• [GIVEN REQUEST A] Decide whether each statement agrees with the passage on commercial marketplace transactions below. For each, answer yes or no and quote the words of the passage that settle it. (i) Under the list, trial, and BYOL publishing options, Microsoft charges a transaction fee. (ii) Under these options, publishers handle billing and invoicing. (iii) The publishing option chosen for an offer determines who manages the transaction.
• [GIVEN REQUEST B] Render this sentence from the passage on commercial marketplace transactions below in Spanish: "Either the publisher or Microsoft is responsible for managing software license transactions for offers in the commercial marketplace."
• [GIVEN REQUEST C] According to the passage on commercial marketplace transactions below, what share of the software licensing fees collected from the customer do publishers keep under the list and trial publishing options?

• [DOCUMENT PASSAGE]
Commercial marketplace transact capabilities
Transactions by publishing option
Either the publisher or Microsoft is responsible for managing software license transactions for offers in the commercial marketplace. The publishing option you choose for your offer will determine who manages the transaction. See Determine your publishing option for availability and explanations of each publishing option.
List, trial, and BYOL publishing options
Publishers with existing commerce capabilities can choose list, trial, and bring-your-own-license (BYOL) publishing options for promotional and user acquisition purposes. With these options, Microsoft doesn't participate directly in the publisher's software license transactions and there's no associated transaction fee. Publishers are responsible for supporting all aspects of the software license transaction, including but not limited to order, fulfillment, metering, billing, invoicing, payment, and collection. With the list and trial publishing options, publishers keep 100% of publisher software licensing fees collected from the customer.

Detection examples
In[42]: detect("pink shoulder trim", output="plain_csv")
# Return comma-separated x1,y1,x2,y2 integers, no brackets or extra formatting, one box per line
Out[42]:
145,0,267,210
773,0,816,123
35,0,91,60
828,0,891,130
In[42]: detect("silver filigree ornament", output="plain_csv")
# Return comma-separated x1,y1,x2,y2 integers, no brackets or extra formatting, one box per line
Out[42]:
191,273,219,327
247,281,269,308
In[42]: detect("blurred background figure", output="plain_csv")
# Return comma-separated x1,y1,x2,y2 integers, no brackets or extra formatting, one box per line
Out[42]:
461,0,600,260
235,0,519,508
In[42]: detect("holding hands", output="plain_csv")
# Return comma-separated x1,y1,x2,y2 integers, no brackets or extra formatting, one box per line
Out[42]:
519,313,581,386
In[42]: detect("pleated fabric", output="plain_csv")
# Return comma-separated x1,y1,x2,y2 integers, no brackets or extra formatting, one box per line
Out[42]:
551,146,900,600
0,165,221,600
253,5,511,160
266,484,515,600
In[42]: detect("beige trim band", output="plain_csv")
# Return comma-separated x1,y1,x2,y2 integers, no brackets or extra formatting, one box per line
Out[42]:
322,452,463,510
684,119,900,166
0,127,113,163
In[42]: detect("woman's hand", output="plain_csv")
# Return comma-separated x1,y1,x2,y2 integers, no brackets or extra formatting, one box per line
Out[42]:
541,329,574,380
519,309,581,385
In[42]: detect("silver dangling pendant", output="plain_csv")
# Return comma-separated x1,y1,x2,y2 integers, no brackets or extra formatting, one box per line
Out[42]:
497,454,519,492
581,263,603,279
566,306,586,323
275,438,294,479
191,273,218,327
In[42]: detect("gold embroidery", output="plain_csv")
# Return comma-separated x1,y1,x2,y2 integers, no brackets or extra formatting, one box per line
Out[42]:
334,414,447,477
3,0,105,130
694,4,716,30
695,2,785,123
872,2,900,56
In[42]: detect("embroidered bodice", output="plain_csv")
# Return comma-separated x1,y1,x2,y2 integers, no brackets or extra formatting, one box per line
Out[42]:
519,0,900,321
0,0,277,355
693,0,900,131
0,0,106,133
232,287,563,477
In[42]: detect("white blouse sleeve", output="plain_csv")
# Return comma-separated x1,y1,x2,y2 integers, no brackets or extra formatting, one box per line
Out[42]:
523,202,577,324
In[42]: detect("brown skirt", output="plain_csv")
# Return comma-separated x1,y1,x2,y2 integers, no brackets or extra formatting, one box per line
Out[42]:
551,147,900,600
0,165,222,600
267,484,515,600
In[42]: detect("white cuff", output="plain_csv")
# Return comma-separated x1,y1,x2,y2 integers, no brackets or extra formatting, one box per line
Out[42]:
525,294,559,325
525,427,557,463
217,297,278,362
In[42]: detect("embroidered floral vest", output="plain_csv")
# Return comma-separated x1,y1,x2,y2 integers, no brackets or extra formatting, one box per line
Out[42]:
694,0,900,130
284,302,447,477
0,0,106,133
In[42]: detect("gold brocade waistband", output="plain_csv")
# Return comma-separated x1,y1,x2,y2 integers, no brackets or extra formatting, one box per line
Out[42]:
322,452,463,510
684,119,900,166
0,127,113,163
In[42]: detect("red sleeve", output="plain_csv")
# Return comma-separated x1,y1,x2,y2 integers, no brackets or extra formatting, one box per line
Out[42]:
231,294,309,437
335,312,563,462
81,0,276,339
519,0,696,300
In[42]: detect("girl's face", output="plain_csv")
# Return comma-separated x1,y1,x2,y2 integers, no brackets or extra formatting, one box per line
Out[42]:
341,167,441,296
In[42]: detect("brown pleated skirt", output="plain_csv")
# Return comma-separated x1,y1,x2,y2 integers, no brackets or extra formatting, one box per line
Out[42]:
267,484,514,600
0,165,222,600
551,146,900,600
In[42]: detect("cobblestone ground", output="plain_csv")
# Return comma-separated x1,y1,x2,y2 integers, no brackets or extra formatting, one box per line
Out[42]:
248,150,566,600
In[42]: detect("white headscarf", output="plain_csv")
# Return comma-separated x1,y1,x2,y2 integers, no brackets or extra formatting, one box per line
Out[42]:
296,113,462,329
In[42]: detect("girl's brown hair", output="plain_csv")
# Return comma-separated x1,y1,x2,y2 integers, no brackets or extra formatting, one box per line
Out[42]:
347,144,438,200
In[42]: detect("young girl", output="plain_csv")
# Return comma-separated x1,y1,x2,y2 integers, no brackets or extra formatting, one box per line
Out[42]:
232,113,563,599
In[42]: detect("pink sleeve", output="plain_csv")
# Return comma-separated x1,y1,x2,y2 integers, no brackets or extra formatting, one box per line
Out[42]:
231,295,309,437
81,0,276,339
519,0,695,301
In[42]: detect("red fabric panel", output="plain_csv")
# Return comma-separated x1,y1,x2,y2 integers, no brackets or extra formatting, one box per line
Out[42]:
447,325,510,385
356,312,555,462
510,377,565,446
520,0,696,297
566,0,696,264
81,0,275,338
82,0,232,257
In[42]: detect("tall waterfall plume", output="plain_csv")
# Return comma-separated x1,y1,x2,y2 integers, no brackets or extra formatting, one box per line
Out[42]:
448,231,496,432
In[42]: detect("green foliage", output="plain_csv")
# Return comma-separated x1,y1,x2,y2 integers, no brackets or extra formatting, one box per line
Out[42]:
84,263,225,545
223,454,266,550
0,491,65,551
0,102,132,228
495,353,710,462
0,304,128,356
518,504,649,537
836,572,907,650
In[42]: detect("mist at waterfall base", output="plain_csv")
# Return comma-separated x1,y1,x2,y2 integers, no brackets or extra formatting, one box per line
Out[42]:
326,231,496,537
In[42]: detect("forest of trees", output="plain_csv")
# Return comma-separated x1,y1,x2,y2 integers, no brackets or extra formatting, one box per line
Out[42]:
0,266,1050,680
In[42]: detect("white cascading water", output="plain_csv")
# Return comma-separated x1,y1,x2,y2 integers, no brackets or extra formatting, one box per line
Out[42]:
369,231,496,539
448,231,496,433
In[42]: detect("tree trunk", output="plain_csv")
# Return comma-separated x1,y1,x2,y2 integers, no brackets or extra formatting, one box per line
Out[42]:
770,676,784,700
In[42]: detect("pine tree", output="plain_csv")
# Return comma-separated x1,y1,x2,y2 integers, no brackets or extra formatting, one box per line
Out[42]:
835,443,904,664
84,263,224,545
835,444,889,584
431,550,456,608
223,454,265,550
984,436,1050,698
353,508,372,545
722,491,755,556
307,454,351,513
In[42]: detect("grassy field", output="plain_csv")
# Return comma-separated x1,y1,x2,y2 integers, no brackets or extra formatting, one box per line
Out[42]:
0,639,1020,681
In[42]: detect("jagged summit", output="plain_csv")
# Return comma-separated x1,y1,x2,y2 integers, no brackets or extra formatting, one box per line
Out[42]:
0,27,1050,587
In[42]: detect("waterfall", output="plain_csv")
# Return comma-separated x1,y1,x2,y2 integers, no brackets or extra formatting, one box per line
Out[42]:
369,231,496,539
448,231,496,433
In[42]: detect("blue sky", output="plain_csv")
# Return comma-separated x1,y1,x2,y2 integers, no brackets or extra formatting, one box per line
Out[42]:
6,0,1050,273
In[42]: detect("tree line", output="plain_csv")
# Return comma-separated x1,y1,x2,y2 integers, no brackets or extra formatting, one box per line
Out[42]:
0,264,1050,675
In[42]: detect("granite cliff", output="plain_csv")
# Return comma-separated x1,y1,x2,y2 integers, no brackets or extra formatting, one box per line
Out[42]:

• [TASK ANSWER A]
(i) No: "there's no associated transaction fee."
(ii) Yes: "Publishers are responsible for supporting all aspects of the software license transaction, including but not limited to order, fulfillment, metering, billing, invoicing, payment, and collection."
(iii) Yes: "The publishing option you choose for your offer will determine who manages the transaction."

• [TASK ANSWER B] La responsabilidad de gestionar las transacciones de licencias de software de las ofertas del marketplace comercial recae en el editor o en Microsoft.

• [TASK ANSWER C] Publishers keep 100% of those fees.